• **TASK BRIEF**
I need the lines below from the one with "of the wrist." down to the one with "the green tree." reproduced exactly, both ends included, and nothing else.

---------- EXERCISE MATERIALS ----------

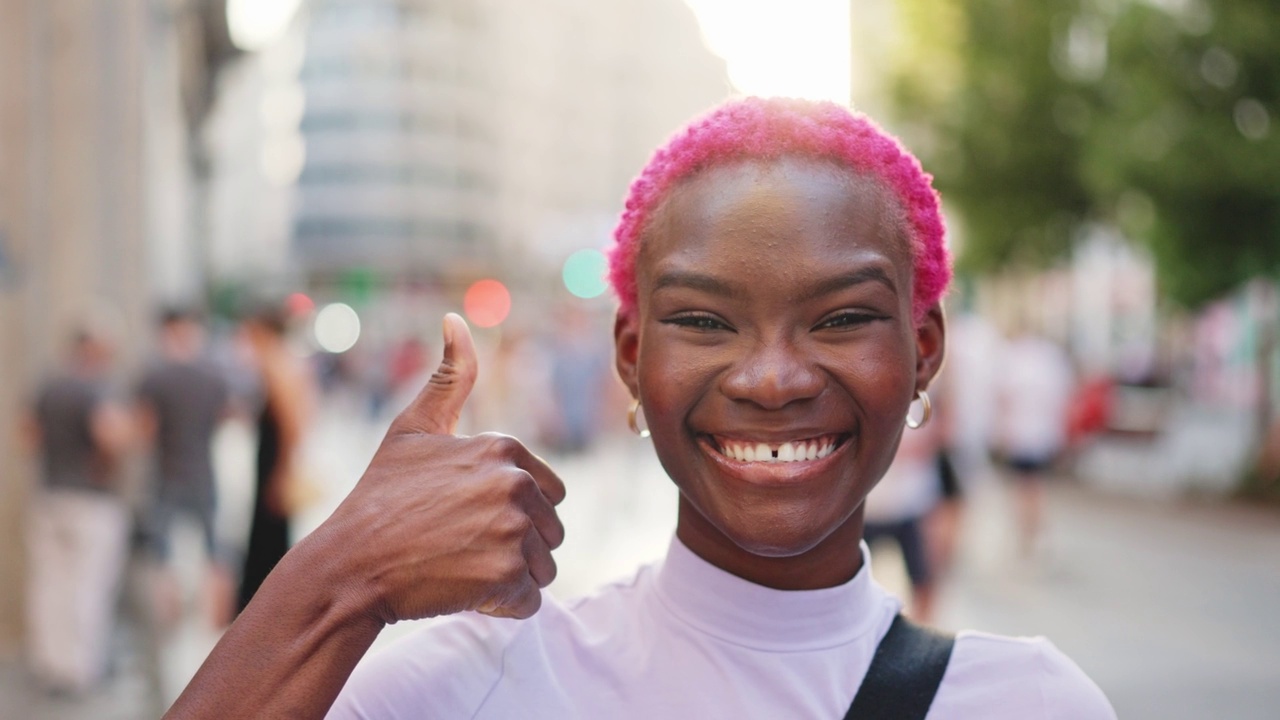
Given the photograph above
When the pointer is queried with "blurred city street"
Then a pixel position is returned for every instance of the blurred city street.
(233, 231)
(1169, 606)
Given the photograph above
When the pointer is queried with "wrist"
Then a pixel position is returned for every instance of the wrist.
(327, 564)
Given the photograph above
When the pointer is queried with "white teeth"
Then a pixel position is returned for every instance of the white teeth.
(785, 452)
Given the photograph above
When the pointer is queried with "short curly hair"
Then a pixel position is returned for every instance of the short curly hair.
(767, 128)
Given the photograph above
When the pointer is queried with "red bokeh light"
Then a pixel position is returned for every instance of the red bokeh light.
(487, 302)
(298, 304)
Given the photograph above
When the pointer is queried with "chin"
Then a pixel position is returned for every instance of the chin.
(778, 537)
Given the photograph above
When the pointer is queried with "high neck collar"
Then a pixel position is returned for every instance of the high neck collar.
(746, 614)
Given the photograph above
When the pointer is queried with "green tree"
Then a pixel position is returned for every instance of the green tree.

----------
---------- EXERCISE MATERIALS ----------

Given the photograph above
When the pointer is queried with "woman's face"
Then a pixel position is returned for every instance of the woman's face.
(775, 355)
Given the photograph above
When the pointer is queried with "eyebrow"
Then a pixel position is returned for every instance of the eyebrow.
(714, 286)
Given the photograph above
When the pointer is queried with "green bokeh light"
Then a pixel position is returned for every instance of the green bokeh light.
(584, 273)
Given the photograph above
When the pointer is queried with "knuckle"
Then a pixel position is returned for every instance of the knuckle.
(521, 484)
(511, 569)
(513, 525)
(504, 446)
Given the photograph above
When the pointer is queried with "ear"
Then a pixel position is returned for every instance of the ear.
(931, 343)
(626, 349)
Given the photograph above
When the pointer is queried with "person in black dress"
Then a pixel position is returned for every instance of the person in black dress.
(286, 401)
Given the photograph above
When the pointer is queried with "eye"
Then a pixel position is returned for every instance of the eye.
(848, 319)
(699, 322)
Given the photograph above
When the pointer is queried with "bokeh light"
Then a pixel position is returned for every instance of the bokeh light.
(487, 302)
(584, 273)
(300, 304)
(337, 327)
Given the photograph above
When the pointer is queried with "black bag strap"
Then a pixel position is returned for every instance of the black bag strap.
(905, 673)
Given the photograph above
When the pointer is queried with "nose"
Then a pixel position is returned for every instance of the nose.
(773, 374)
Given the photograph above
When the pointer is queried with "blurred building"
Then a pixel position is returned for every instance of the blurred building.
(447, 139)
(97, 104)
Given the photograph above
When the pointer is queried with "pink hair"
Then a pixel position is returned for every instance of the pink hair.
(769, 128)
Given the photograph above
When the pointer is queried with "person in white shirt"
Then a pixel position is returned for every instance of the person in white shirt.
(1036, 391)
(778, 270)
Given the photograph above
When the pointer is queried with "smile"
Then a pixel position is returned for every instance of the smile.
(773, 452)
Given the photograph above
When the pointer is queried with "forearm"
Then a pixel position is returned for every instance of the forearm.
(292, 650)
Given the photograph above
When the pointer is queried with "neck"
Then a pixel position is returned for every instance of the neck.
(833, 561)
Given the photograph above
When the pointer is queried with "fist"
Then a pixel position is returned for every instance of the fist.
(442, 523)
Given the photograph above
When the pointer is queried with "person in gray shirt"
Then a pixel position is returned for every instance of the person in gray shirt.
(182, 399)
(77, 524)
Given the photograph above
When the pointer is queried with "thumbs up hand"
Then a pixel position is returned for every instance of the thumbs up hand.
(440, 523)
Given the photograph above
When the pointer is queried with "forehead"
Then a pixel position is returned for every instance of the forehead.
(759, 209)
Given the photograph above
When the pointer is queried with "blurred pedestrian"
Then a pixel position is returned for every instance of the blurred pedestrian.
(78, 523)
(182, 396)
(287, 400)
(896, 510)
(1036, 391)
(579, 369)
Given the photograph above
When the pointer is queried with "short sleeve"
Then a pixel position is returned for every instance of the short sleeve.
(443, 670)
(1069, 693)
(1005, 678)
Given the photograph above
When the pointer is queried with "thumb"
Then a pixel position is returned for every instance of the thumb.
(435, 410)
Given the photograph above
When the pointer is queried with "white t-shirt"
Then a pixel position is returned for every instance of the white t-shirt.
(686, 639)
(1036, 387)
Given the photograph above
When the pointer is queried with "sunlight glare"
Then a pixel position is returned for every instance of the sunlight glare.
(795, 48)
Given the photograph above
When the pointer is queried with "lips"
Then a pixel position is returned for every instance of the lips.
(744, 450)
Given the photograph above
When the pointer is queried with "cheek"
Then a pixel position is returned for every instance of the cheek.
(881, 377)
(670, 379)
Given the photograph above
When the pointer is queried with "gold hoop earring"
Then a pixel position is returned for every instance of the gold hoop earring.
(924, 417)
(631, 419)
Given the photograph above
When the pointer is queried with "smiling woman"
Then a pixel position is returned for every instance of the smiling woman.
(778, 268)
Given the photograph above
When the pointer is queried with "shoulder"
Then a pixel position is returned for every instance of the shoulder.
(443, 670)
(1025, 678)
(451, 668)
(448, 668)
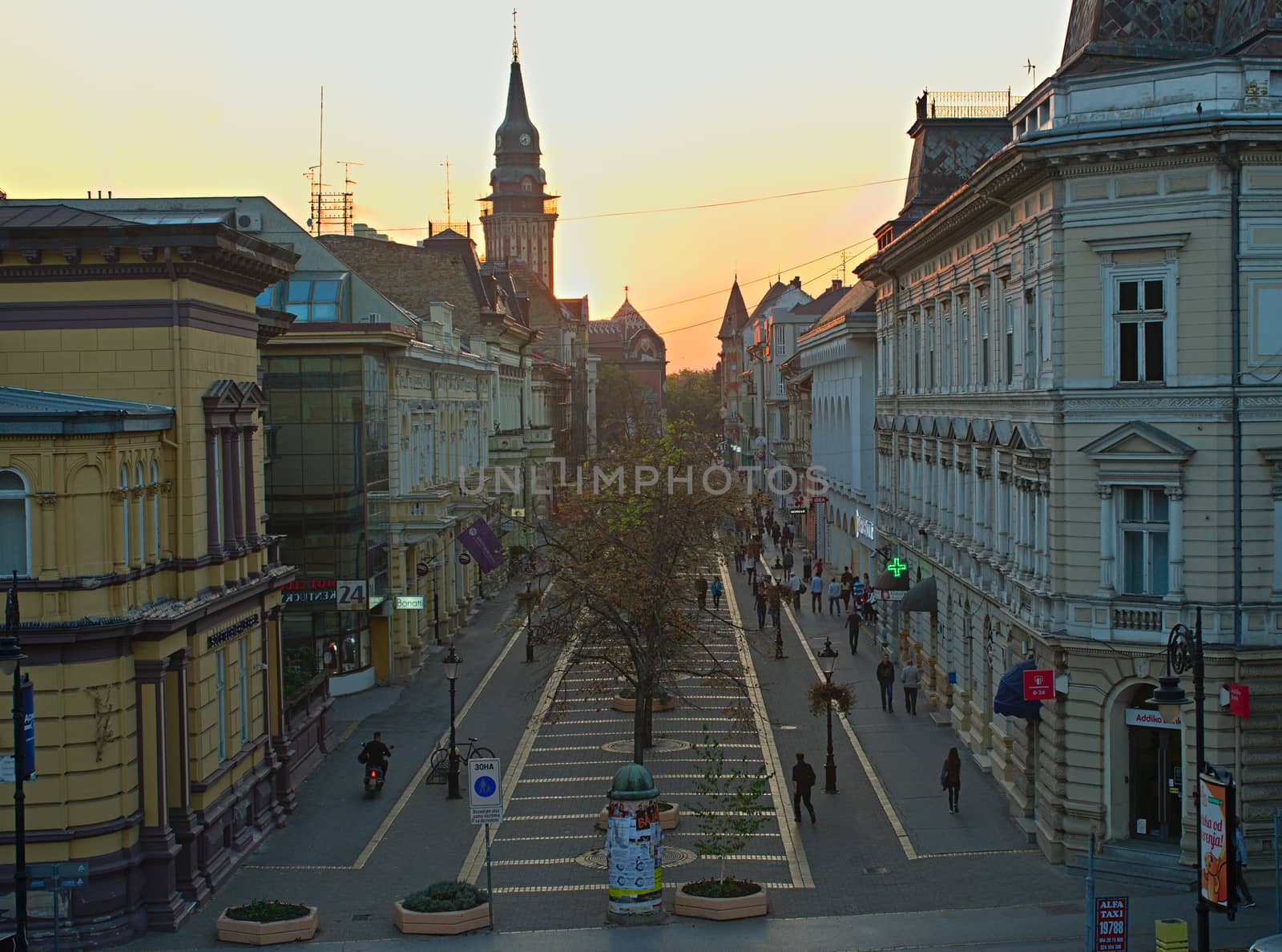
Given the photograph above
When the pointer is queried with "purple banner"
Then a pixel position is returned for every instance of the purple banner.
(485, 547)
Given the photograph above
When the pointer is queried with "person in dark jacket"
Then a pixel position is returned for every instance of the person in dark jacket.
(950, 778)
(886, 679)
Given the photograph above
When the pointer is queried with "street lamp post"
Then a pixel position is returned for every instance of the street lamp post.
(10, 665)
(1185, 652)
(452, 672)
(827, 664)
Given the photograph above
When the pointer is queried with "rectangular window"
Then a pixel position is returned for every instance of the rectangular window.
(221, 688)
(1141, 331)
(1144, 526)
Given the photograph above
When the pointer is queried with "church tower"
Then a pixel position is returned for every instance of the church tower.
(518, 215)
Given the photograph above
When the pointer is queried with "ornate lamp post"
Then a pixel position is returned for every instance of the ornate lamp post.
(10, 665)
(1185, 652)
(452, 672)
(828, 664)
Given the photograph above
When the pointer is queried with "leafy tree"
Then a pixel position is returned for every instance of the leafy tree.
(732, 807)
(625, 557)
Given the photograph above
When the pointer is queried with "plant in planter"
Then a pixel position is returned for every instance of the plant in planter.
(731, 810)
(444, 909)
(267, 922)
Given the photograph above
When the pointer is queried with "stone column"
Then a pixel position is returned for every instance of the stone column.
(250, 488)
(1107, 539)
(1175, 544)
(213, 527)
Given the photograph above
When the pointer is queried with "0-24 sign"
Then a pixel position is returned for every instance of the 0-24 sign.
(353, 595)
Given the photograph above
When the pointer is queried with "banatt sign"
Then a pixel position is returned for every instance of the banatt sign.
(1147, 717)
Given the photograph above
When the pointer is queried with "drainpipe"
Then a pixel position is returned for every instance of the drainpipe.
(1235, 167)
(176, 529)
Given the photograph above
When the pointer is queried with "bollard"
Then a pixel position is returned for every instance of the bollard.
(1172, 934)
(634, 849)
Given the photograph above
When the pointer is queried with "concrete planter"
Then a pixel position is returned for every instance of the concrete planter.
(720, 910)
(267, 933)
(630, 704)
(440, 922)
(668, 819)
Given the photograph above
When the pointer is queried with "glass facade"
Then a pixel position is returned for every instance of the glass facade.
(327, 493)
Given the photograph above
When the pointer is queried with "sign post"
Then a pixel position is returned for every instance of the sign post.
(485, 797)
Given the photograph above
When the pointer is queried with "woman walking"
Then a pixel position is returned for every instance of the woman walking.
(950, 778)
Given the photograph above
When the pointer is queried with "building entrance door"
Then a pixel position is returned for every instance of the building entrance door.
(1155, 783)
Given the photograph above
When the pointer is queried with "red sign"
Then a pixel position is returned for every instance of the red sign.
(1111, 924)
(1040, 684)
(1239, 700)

----------

• **OUTPUT BELOW**
Then a pixel position is returned for every instance of the wrist.
(327, 564)
Given the photograph above
When the pointer is queried with "white teeth"
Then a pixel position is returned for every instance of the white teeth.
(785, 452)
Given the photograph above
When the pointer is queried with "short curly hair"
Then a pixel position is returned for every instance of the short curly hair.
(767, 128)
Given the photograph above
When the pointer is queried with "red bokeh light"
Then a pixel position is returned for every instance of the red bokeh light.
(487, 302)
(298, 304)
Given the photograph above
When the pointer is queried with "chin"
Then a pixel position is returned for every instance of the chin.
(778, 537)
Given the photograph above
When the pointer is queried with "high neck collar"
Then a pixel position is returned for every instance of the high neck collar.
(746, 614)
Given the photograph above
When the pointer is queried with "green tree"
Then a pixel position is returned for every instance of the green tree.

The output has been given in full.